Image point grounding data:

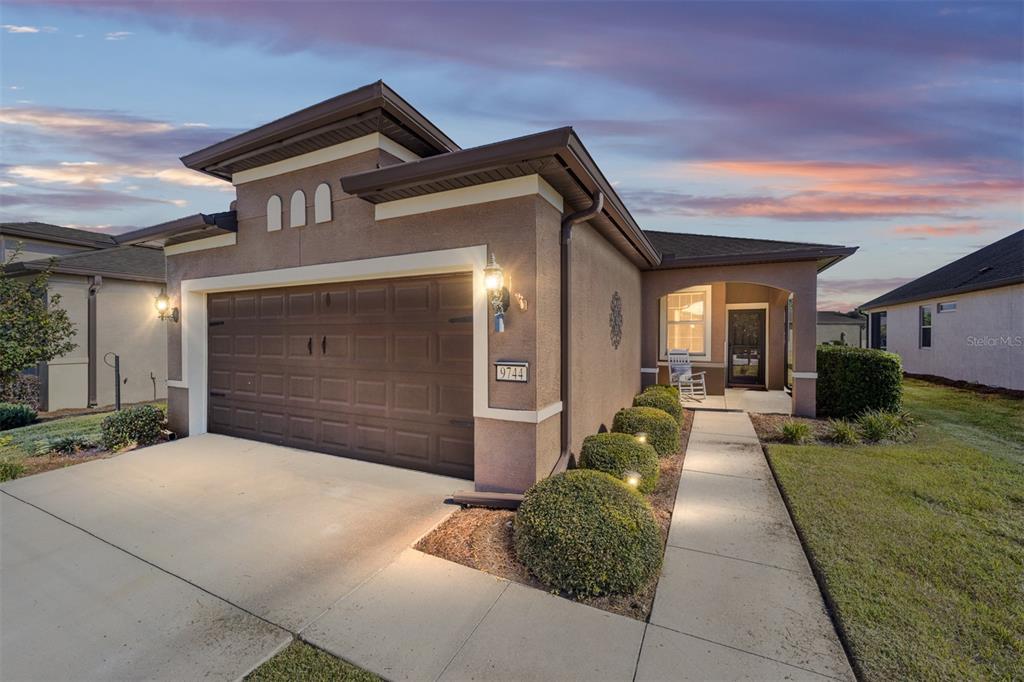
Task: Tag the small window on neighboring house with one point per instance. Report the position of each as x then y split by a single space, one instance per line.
322 203
273 213
297 210
926 327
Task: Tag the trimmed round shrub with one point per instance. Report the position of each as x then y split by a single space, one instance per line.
141 424
586 533
660 427
617 453
662 399
13 415
852 381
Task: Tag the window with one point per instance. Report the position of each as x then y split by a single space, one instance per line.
925 317
273 213
685 322
879 329
298 209
322 203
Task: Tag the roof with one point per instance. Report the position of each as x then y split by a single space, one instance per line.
558 156
374 108
678 249
998 264
834 317
43 230
188 228
126 262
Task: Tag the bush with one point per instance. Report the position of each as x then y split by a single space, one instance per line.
662 399
662 429
879 425
586 533
10 469
854 380
14 415
141 424
843 432
617 453
795 432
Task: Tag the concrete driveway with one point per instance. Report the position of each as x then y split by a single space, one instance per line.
194 558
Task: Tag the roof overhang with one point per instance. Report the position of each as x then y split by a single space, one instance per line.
188 228
374 108
557 156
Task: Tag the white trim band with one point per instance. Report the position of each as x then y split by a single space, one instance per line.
481 194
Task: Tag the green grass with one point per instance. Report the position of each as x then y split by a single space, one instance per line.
922 544
301 662
24 438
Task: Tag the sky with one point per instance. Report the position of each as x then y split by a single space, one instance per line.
897 127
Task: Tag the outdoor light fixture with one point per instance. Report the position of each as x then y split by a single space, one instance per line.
632 478
163 305
494 282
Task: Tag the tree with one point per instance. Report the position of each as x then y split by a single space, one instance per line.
33 328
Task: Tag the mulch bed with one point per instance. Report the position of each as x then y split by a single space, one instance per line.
481 539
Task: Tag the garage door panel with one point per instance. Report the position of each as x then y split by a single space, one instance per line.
374 371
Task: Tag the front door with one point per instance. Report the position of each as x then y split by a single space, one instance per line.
747 348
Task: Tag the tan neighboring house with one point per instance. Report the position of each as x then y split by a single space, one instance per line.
342 305
844 328
109 292
964 322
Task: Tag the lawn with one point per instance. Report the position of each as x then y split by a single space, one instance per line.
301 662
922 545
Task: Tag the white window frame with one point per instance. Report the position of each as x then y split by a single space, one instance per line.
664 323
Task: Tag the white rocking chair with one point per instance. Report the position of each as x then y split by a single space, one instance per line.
681 375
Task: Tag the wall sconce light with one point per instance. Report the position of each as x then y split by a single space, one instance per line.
163 305
632 478
494 282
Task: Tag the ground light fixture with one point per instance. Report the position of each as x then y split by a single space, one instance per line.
494 282
163 305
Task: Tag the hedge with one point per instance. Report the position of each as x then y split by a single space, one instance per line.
852 381
660 427
617 453
586 533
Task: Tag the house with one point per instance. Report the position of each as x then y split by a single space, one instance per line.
964 322
378 292
843 328
108 291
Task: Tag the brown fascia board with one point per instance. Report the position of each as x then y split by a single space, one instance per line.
199 222
880 302
560 143
825 257
324 114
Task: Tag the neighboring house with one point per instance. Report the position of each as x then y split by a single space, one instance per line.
109 292
963 322
847 328
341 305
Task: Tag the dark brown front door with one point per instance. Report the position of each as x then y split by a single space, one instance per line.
747 348
378 371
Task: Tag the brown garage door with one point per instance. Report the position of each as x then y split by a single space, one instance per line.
379 371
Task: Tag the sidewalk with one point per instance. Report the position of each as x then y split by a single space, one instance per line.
736 599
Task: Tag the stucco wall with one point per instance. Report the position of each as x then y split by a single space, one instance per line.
127 325
981 342
604 378
523 235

## Your objective
Only the pictures are to be left out; write out all the other data exactly.

## Written response
Task: Tag the small window on neighboring house with one point per instance. Report the position of each as x then y split by a single space, one instance per line.
322 203
273 213
297 210
926 327
Task: Tag the trimmed round shrub with one point per instance. Report the position of each as x then y split by a single space, one instance per line.
141 424
586 533
660 427
617 453
662 399
13 415
852 381
Task: Tag the window with one point per instance. Report the position of each as x then y split by a single space, one instance per line.
925 317
273 213
685 322
879 329
298 209
322 203
Task: Tag the roof with one point per instance. Report the position of each as x then y split by a single space, one instance per line.
558 156
374 108
678 249
998 264
834 317
43 230
188 228
126 262
Task: Tag the bush with one point per instance. Report the position of each as x then y split by a single space, one instance per line.
662 399
662 429
879 425
586 533
10 469
854 380
14 415
141 424
843 432
617 453
795 432
Task: Tag the concrete driveway with one point per instance. Report the position of each as x then y split by a single space, one instance per line.
194 558
Task: Tag the roof overhang with one point per instance. Report the position of each as x then y split by a single space, one instance per line.
188 228
374 108
557 156
Task: Tag the white trim band with one point per instance. Report the position of each as x then y split by a single space, one instance per line.
481 194
Task: Tag the green grass with one point per instance. Report the position of each as x then y split by a single space, one instance per line.
922 544
301 662
24 438
Task: Tag the sky with one point per instance. Report the position of each as x then y split by a single space, one instance per line.
897 127
Task: Tag the outdoor light fixture with one point per instance. Report the position of each as x then y split by a single space, one instance per line.
632 478
163 305
494 282
Task: Tag the tree with one point per instance. Report the position of each as x then y split by a single space, one instance per line.
33 328
Task: Tag the mulch bed with one point per instance. Report the position of each as x then y split by a single space, one instance per line.
481 539
Task: Tag the garage door panel with one point per instance. Report the position of each as x then y split by a single space, one instance per line.
374 371
Task: Tag the front door with one point per instance. Report the position of each as x then y split by a single space, one instance per line.
747 348
Task: Tag the tan neighboring house with one point per instance. Report the position of each as x then y split by a single space, one instance per line.
342 305
844 328
109 292
964 322
Task: Tag the lawn with one point per instance. Report the position of each as x then y split by a single space, one instance per line.
301 662
922 545
Task: Tag the white window frame with one point per instance. Report the position of each as x then y split by a single space, one instance per line.
664 323
Task: Tag the white rocking chair with one point per instance. Report the position of each as x then y split by a single space, one instance per line.
681 375
Task: Tag the wall sconce light with one point per instance. Report the position of each as x then y split by a single space, one instance per line.
163 305
632 478
494 282
Task: Tag the ground light fixture with one point per instance. Report the position of each as x then y split by a single space, one instance per line.
494 282
163 305
Task: Tag the hedge with one point per instance. Report the position of each as x then y split by a single space, one instance per line.
852 381
660 427
617 453
586 533
Task: Tag the house with one point per instance. Report the position of each as x then y split by a single space, one instance per line.
964 322
378 292
843 328
108 291
Task: Tag the brown fascia board with one point per instance. Report the position of each as x then y split by a single space, one instance per line.
199 222
880 302
560 143
825 257
324 114
Task: Tag the neighboring house with one point per instance. Report the position of each as x then y split by a single space, one instance per line.
109 292
963 322
847 328
341 305
Task: Tag the dark brown front door with one point per instance. Report the position of each as x then y split by a single space, one instance per line.
747 348
378 371
Task: Tag the brown garage door with one point per instance. Report the position of each as x then y split by a single space, one instance per line.
379 371
Task: Tag the sidewalk with one point per instance. Report the position of each as x then y split by a single space, one instance per line.
736 599
Task: Tag the stucco wall with one point per instance. Report the position of each as x then y split by a single space, one instance per line.
127 325
981 342
604 378
523 235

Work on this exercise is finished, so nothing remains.